» Point-per-instance localization data:

Segment Open

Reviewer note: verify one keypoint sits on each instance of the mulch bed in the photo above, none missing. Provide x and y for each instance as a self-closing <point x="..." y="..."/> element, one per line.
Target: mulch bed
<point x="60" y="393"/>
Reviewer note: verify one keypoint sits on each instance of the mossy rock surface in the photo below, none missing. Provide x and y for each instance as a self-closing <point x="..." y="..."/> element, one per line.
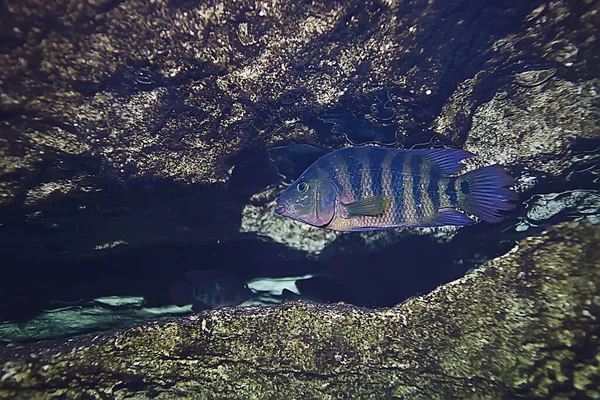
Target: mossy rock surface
<point x="523" y="326"/>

Segment Closed

» PROBLEM DETAILS: Output the lines above between the one holding "Target: mulch bed" and the one holding "of the mossy", inclusive, with nothing before or after them.

» EXERCISE ANSWER:
Target: mulch bed
<point x="60" y="393"/>
Reviewer note: verify one keypoint sits on each instance of the mossy rock surface in the photo below, none missing. Provide x and y for each instance as a self-closing <point x="..." y="..."/> element, one per line.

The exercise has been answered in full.